--- Data provided ---

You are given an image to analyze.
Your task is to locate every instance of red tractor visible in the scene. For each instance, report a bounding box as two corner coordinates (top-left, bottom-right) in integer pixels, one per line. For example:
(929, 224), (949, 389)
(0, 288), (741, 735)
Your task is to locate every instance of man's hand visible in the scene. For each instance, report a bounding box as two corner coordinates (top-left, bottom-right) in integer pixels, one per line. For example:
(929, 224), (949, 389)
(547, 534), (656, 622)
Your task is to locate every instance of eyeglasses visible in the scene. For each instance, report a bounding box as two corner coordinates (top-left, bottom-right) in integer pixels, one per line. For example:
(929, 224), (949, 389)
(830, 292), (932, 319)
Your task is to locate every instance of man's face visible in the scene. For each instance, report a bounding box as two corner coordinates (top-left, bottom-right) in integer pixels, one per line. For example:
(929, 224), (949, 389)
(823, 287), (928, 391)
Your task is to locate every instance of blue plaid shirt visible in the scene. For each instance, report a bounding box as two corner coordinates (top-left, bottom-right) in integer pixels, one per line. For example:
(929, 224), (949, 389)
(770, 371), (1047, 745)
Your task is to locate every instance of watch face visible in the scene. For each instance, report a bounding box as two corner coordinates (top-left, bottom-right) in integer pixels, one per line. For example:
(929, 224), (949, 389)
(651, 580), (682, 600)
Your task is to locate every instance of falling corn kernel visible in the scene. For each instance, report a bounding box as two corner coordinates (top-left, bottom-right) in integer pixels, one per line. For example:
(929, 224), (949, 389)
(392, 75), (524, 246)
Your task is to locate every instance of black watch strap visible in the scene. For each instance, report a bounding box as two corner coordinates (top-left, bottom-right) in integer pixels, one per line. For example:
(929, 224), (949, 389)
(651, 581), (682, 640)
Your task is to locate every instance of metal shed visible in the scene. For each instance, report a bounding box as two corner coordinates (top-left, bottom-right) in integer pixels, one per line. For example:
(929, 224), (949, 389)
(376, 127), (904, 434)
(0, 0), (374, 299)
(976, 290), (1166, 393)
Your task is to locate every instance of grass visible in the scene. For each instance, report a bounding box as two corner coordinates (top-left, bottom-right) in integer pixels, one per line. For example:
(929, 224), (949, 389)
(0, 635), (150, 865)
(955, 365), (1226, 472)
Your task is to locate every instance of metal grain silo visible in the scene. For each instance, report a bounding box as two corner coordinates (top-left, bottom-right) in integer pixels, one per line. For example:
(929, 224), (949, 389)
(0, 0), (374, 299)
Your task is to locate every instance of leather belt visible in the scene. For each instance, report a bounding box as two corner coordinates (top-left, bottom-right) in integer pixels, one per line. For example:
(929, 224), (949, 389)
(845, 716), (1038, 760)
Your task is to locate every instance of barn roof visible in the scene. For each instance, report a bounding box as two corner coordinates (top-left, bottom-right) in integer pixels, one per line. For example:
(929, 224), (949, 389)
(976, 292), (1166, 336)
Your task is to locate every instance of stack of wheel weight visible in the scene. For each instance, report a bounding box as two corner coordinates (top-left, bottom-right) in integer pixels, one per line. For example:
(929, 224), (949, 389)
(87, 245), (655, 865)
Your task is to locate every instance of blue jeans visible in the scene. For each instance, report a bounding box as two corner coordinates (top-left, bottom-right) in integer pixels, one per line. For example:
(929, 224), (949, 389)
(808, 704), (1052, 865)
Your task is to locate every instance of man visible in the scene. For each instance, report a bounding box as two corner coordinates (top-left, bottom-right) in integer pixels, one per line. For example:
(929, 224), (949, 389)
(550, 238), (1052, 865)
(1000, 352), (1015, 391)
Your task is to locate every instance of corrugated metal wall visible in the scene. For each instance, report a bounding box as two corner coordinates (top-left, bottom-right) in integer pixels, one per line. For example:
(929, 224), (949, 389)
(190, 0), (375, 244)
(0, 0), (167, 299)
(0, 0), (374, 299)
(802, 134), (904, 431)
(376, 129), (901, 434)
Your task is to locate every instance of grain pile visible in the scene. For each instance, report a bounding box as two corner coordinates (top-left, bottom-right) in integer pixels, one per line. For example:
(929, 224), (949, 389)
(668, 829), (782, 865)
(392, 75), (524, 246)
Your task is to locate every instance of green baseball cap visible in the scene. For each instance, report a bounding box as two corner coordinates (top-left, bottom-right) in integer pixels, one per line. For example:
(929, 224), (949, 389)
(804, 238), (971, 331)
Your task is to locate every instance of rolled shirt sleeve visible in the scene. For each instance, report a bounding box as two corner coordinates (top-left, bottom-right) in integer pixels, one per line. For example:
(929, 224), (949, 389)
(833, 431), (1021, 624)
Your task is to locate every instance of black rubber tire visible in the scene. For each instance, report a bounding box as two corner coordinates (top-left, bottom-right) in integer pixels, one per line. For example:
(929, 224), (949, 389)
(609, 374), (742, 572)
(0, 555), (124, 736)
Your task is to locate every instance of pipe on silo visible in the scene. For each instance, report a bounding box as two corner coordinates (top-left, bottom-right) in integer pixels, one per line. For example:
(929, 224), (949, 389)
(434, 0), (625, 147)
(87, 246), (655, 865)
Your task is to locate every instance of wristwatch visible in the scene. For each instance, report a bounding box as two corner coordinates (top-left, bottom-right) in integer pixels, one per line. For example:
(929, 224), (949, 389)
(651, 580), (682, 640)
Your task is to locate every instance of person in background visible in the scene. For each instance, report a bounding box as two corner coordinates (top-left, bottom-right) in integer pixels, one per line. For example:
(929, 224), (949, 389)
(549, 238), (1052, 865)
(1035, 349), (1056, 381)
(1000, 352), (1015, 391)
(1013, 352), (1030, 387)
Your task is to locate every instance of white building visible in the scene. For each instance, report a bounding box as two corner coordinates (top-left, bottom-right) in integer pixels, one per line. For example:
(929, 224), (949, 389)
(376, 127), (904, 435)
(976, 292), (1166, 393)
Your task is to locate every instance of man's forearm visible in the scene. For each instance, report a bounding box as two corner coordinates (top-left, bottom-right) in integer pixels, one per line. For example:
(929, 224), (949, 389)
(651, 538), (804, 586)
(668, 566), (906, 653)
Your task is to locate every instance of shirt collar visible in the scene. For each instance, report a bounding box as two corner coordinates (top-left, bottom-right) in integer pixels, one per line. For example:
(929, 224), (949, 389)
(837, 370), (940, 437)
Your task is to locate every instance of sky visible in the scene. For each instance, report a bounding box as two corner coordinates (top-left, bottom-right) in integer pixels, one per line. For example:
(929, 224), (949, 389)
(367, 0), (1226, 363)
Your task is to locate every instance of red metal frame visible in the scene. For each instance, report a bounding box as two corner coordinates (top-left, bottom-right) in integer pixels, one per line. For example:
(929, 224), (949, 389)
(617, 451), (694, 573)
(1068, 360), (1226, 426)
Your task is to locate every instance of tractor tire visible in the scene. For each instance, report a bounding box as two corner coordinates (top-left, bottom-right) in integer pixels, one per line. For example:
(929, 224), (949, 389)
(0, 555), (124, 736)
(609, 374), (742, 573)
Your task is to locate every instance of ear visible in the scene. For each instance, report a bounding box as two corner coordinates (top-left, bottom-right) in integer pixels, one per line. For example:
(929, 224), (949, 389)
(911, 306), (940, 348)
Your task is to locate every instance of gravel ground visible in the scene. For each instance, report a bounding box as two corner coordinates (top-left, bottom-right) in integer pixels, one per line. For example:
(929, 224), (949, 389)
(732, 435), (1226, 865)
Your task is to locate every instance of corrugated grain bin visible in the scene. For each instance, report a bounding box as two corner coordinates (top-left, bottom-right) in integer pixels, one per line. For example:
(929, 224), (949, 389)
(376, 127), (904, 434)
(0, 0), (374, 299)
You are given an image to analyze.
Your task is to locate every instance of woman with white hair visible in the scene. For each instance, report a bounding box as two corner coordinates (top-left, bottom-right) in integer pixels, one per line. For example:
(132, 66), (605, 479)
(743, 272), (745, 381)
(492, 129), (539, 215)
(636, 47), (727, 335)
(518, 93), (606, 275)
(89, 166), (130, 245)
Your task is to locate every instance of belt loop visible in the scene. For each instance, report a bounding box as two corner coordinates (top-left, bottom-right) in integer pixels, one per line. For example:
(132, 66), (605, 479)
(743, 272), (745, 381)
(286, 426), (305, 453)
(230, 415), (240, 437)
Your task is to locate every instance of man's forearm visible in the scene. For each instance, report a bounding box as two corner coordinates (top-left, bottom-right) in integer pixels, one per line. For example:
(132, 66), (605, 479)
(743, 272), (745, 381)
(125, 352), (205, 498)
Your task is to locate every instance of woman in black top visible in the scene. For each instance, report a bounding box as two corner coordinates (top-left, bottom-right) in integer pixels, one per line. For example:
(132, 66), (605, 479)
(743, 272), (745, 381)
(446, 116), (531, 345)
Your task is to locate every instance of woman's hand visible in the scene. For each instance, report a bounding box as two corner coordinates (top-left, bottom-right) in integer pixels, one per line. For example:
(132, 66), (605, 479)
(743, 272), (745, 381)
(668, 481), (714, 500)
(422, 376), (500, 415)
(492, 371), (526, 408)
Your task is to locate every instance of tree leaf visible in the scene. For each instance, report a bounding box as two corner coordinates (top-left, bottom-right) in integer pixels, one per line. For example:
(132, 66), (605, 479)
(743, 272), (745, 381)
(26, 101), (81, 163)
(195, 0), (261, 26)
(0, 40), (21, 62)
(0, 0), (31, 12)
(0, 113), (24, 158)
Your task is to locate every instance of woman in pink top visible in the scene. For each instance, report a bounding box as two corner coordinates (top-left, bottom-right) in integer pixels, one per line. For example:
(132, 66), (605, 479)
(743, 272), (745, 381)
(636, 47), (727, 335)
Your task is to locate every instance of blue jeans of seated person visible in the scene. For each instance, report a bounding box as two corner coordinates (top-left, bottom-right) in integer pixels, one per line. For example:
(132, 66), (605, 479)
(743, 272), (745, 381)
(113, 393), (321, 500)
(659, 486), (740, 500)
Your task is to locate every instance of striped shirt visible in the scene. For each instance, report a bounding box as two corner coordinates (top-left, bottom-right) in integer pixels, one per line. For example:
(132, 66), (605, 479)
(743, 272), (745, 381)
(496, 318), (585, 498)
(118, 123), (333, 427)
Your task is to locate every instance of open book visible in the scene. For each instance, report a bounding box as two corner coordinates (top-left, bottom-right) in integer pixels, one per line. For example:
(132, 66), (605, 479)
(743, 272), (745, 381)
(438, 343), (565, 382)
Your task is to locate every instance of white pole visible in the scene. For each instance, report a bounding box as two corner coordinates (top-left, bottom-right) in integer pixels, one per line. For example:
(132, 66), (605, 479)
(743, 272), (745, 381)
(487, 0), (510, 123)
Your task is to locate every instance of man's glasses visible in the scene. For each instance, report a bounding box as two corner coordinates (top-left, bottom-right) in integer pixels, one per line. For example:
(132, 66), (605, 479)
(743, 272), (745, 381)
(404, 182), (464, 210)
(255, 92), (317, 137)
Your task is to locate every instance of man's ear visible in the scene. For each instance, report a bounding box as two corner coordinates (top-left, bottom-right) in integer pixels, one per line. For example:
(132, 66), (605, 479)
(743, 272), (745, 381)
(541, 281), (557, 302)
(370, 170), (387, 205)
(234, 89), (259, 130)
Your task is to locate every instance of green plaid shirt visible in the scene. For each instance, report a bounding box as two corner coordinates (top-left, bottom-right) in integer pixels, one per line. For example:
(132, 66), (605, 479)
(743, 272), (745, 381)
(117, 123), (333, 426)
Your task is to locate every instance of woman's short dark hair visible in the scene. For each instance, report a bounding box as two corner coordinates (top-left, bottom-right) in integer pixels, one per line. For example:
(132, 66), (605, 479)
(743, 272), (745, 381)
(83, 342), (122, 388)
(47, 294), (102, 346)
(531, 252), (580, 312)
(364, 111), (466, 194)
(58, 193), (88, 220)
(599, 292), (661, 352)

---

- **Task**: Copy everything from the line containing "Your task is to locate every instance of grass" down to the line containing "(955, 365), (1226, 472)" from the listing, changing "integer pixels" to "whole pixels" and keeping all else the same.

- **Written solution**:
Your task is to locate every instance of grass visible in the scene. For each instance, report a bounding box as two corner coordinates (top-left, bottom-right) in whole pixels, one per line. For example:
(929, 224), (949, 389)
(0, 635), (150, 865)
(955, 365), (1226, 472)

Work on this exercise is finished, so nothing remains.